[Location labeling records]

────────────────────

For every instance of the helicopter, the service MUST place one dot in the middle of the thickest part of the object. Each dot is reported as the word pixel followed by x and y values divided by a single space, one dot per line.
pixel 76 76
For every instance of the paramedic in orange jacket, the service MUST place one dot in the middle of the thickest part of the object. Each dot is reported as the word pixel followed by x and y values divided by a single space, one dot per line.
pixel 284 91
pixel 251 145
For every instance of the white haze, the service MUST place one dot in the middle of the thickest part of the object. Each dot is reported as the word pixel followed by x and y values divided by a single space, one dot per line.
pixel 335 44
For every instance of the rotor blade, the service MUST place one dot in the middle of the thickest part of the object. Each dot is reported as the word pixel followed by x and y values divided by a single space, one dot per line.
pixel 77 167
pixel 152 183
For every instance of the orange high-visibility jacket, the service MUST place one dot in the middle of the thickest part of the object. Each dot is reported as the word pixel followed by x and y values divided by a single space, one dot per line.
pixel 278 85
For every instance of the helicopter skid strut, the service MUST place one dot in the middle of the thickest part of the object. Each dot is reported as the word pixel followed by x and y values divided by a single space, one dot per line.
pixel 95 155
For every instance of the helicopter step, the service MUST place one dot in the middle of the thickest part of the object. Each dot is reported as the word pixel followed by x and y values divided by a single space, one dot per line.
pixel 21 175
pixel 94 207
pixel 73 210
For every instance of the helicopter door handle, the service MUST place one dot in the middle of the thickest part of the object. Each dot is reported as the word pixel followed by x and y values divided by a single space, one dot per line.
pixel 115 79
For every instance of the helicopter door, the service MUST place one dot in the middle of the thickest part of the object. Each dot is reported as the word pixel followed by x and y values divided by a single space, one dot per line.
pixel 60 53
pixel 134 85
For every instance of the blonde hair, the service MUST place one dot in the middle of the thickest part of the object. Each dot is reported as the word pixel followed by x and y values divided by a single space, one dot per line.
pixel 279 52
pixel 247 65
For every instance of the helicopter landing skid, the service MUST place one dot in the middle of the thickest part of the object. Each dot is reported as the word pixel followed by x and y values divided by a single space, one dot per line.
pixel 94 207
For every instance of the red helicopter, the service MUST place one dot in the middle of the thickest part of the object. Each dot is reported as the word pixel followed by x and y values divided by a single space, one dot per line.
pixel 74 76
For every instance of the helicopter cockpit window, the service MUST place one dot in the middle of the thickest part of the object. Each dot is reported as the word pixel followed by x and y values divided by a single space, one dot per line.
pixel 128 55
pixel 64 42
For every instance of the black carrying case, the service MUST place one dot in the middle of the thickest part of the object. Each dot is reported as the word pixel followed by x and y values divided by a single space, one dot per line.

────────────────────

**Brief**
Put the lines of the entries into a numbered list, beginning with the first line and stopping after the line that contains "pixel 76 76". Leave out any blank lines.

**Exercise result**
1. For every instance of the helicopter, the service MUST place one dot in the middle of the thickest part of the object. Each dot is reported as the word pixel followed by x and y values divided by a single space, one dot per line.
2. pixel 76 76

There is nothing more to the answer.